■ **SOURCE EXCERPT**:
- - - - - - -

Re: Wrong results from Parallel Hash Full Join

From: Melanie Plageman <melanieplageman(at)gmail(dot)com>
To: Justin Pryzby <pryzby(at)telsasoft(dot)com>
Cc: Andres Freund <andres(at)anarazel(dot)de>, Thomas Munro <thomas(dot)munro(at)gmail(dot)com>, Richard Guo <guofenglinux(at)gmail(dot)com>, pgsql-hackers(at)postgresql(dot)org
Subject: Re: Wrong results from Parallel Hash Full Join
Date: 2023-04-20 00:47:07
Message-ID: CAAKRu_YFUC+Sh9969RJ7GCSX=nPOQLVJp9UHK_iHtVT=wkBEKQ@mail.gmail.com
Views: Raw Message | Whole Thread | Download mbox | Resend email
Thread:
Lists: pgsql-hackers

On Wed, Apr 19, 2023 at 8:41 PM Justin Pryzby <pryzby(at)telsasoft(dot)com> wrote:
>
> On Wed, Apr 19, 2023 at 12:20:51PM -0700, Andres Freund wrote:
> > On 2023-04-19 12:16:24 -0500, Justin Pryzby wrote:
> > > On Wed, Apr 19, 2023 at 11:17:04AM -0400, Melanie Plageman wrote:
> > > > Ultimately this is probably fine. If we wanted to modify one of the
> > > > existing tests to cover the multi-batch case, changing the select
> > > > count(*) to a select * would do the trick. I imagine we wouldn't want to
> > > > do this because of the excessive output this would produce. I wondered
> > > > if there was a pattern in the tests for getting around this.
> > >
> > > You could use explain (ANALYZE). But the output is machine-dependant in
> > > various ways (which is why the tests use "explain analyze so rarely).
> >
> > I think with sufficient options it's not machine specific.

- - - - - - -

■ **INPUT MATERIAL**:
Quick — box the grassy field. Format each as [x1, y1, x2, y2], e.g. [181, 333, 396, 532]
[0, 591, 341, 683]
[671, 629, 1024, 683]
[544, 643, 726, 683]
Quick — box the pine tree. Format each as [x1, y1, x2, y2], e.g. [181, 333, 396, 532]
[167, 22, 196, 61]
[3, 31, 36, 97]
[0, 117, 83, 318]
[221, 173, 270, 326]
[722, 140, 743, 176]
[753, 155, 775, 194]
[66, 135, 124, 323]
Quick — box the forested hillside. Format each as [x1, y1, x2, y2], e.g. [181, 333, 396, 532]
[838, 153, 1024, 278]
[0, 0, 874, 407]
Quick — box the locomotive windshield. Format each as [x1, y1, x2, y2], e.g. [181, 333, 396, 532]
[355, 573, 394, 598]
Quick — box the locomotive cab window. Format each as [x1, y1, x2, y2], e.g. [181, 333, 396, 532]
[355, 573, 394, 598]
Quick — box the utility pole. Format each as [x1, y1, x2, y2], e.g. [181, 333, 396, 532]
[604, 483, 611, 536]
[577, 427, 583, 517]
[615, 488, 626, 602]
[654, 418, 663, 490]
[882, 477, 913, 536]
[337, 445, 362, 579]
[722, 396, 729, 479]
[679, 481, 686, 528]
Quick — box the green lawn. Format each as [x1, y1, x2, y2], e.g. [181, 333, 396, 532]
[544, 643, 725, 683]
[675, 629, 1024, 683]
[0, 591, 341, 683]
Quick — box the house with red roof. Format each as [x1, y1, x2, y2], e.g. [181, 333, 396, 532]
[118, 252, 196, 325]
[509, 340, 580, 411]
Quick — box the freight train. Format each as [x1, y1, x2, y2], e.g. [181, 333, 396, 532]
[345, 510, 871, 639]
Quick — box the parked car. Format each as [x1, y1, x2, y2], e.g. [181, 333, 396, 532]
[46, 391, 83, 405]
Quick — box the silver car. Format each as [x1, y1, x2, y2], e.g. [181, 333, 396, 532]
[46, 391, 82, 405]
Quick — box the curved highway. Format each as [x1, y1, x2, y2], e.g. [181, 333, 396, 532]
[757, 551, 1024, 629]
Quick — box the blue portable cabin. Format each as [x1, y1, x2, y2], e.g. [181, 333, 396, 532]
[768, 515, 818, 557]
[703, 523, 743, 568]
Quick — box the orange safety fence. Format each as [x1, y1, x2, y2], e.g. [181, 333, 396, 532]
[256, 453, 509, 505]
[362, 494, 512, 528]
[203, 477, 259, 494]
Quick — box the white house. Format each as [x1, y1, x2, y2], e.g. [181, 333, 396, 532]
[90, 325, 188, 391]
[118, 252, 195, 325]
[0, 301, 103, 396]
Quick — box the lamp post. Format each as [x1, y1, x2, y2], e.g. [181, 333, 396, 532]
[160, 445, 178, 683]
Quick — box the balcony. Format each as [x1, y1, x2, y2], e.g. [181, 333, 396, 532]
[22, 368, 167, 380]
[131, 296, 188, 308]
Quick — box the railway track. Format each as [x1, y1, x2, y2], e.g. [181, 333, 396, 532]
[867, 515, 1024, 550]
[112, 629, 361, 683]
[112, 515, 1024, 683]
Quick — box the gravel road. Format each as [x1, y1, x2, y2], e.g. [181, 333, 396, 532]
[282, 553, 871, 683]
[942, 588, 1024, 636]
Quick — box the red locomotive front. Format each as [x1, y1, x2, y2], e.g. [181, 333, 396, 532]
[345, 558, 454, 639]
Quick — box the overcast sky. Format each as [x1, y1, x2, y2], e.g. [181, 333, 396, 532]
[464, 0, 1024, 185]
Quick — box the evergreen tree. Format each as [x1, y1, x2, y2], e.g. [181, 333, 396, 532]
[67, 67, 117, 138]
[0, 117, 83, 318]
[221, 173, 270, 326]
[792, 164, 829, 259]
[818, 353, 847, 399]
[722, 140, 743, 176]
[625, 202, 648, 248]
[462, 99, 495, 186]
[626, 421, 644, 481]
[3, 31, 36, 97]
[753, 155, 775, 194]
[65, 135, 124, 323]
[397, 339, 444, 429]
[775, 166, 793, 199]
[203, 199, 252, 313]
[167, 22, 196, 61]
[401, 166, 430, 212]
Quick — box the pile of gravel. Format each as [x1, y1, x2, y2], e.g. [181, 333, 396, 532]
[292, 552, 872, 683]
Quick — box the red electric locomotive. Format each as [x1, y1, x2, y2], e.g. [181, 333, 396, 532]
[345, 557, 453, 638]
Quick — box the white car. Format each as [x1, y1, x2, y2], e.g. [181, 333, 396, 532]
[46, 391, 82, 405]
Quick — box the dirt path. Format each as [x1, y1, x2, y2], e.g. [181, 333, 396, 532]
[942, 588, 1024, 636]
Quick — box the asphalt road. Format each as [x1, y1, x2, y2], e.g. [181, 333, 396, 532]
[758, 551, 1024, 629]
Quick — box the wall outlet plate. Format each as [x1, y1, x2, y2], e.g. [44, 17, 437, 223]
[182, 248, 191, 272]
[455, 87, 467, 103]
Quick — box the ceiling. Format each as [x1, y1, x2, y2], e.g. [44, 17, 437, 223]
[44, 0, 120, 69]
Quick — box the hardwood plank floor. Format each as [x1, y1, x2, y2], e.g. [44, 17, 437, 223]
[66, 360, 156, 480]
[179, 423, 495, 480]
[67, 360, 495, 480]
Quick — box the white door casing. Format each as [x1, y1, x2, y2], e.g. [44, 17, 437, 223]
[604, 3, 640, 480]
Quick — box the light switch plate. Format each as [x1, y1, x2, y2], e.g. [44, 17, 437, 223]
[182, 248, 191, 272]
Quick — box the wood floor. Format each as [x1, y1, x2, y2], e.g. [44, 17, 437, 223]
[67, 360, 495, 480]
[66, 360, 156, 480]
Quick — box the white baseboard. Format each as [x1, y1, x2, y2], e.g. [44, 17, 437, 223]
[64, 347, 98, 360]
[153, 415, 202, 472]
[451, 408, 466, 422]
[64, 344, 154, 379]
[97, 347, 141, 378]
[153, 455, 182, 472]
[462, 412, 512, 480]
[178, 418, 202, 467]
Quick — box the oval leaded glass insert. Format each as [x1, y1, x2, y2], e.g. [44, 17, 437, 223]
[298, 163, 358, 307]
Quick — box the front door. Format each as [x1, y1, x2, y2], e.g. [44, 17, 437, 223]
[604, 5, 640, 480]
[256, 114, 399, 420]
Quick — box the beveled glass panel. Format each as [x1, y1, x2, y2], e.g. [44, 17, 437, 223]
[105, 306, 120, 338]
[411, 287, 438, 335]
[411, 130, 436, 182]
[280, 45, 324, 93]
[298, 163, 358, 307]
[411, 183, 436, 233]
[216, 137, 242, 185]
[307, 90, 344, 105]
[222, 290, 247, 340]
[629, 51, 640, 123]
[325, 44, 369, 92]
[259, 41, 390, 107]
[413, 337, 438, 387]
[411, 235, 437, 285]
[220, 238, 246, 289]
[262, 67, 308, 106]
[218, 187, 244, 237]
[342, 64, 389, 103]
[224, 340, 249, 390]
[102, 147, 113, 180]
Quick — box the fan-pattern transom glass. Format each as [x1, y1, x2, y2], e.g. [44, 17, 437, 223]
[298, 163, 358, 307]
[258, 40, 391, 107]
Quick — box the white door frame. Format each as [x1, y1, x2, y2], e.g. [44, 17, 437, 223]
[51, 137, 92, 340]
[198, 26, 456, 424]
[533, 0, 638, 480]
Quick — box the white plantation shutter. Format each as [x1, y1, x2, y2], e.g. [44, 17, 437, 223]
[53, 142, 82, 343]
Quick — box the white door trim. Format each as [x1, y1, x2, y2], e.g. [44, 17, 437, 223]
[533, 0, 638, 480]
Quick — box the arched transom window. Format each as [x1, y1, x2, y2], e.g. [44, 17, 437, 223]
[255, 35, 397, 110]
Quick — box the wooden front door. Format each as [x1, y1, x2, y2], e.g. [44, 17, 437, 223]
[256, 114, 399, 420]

- - - - - - -

■ **PARTS OF THE EXERCISE**:
a) According to the mailing-list message, what change to one of the existing tests would make it cover the multi-batch case?
b) Copy out the entries word for word, starting at the line that contains "Quick — box the white door frame." and ending at the last line of the entries.

■ **WORKED SOLUTIONS**:
a) Changing the select count(*) to a select *.

b)
Quick — box the white door frame. Format each as [x1, y1, x2, y2], e.g. [44, 17, 437, 223]
[51, 137, 92, 340]
[198, 26, 456, 424]
[533, 0, 638, 480]
Quick — box the white plantation shutter. Format each as [x1, y1, x2, y2], e.g. [44, 17, 437, 223]
[53, 142, 82, 343]
Quick — box the white door trim. Format each as [x1, y1, x2, y2], e.g. [44, 17, 437, 223]
[533, 0, 638, 480]
Quick — box the arched transom window. Format each as [x1, y1, x2, y2], e.g. [44, 17, 437, 223]
[255, 35, 397, 110]
Quick — box the wooden front door. Format each as [x1, y1, x2, y2], e.g. [44, 17, 437, 223]
[256, 114, 399, 420]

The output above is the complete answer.